▸ **The exercise**:
Reproduce word for word the passage of the Vattenfall article below, from "Swedish utility Vattenfall" up to and including "towards low-carbon emissions.".

begin Source

Vattenfall's wind power development plans
The inauguration of Ormonde marks a milestone in Vattenfall’s wind power development plans
Credit: Ben Barden


Øystein Løseth  
In a new features series Power Engineering International asks the heads of leading power utilities about their vision and strategic priorities. First up, Øystein Løseth, CEO of Sweden’s Vattenfall, explains what is driving the utility’s move towards low-carbon power generation.

Swedish utility Vattenfall AB ranks as Europe’s fifth-largest electric power producer, with core markets in Sweden, Germany and the Netherlands. It generates half of Sweden’s electricity and meets 13 per cent of demand in Germany, where it is the third-largest electricity producer, a ranking it also holds in Holland. Vattenfall sells heat in its three core markets, plus gas in Holland. Outside its core markets, the firm has operations in Finland, Denmark, Norway and the UK. In 2011, Vattenfall’s electricity generation totalled 166.7 TWh.

In 2008, Vattenfall set out a long-term objective of environmentally sustainable energy production. Then, in 2010, as the global financial downturn took hold, it published a new ‘strategic direction’, which included cost cutting and rationalisation, followed by a reshaping of its generation portfolio towards low-carbon emissions.

On a recent trip to inaugurate Vattenfall’s 160 MW Ormonde offshore wind farm in the UK, Power Engineering International (PEi) had the opportunity to speak with its CEO Øystein Løseth, who confirmed the utility’s plans to reduce carbon dioxide (CO2) emissions to 65 million tonnes by 2020.

end Source
begin Entries

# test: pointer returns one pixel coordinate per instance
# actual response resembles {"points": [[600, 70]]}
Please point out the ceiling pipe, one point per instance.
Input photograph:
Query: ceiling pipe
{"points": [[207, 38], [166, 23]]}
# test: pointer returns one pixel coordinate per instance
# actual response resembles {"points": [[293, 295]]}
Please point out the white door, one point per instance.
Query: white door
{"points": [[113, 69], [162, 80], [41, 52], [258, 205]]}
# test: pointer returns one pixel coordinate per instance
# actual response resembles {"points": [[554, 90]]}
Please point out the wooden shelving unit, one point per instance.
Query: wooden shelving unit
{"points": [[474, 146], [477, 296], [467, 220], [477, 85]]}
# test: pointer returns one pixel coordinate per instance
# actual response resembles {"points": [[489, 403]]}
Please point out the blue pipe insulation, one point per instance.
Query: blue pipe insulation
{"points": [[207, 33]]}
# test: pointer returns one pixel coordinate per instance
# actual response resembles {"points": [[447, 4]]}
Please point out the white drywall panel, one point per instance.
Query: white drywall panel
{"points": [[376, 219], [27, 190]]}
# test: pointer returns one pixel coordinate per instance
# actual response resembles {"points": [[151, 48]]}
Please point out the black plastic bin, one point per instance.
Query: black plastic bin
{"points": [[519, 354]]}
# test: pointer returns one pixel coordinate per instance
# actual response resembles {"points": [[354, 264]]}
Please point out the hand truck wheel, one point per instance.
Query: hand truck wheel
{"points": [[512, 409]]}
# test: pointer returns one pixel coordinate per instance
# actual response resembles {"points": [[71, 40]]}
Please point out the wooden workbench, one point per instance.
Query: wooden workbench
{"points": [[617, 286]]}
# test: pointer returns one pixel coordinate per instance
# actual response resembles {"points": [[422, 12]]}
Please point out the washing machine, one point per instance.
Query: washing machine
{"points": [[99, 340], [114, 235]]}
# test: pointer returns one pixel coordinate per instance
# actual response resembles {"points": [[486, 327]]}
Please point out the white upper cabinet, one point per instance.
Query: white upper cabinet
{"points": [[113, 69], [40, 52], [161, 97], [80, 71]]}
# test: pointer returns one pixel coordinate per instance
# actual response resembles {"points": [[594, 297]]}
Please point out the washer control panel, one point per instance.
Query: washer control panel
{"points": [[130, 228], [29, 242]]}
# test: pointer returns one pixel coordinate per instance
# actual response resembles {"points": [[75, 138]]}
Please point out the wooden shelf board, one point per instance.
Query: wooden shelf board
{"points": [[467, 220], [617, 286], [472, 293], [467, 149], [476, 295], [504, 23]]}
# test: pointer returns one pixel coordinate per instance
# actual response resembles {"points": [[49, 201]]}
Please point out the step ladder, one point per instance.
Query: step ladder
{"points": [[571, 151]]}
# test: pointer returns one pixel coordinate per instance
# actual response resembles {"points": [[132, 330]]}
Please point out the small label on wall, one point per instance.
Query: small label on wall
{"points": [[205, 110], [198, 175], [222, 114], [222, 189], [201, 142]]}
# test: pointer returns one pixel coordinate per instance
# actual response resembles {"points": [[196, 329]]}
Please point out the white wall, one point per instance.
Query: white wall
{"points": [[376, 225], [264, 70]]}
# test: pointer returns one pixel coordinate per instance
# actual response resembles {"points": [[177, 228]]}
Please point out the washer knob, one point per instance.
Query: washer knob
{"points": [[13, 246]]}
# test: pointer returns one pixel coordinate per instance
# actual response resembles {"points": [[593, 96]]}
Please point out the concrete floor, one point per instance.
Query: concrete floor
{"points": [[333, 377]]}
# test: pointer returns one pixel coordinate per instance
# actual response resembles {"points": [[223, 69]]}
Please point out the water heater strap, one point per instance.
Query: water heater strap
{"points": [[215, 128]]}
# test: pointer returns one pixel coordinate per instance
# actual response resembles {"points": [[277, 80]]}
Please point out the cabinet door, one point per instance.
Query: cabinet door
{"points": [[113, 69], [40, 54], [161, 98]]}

end Entries

▸ **Completed exercise**:
Swedish utility Vattenfall AB ranks as Europe’s fifth-largest electric power producer, with core markets in Sweden, Germany and the Netherlands. It generates half of Sweden’s electricity and meets 13 per cent of demand in Germany, where it is the third-largest electricity producer, a ranking it also holds in Holland. Vattenfall sells heat in its three core markets, plus gas in Holland. Outside its core markets, the firm has operations in Finland, Denmark, Norway and the UK. In 2011, Vattenfall’s electricity generation totalled 166.7 TWh.

In 2008, Vattenfall set out a long-term objective of environmentally sustainable energy production. Then, in 2010, as the global financial downturn took hold, it published a new ‘strategic direction’, which included cost cutting and rationalisation, followed by a reshaping of its generation portfolio towards low-carbon emissions.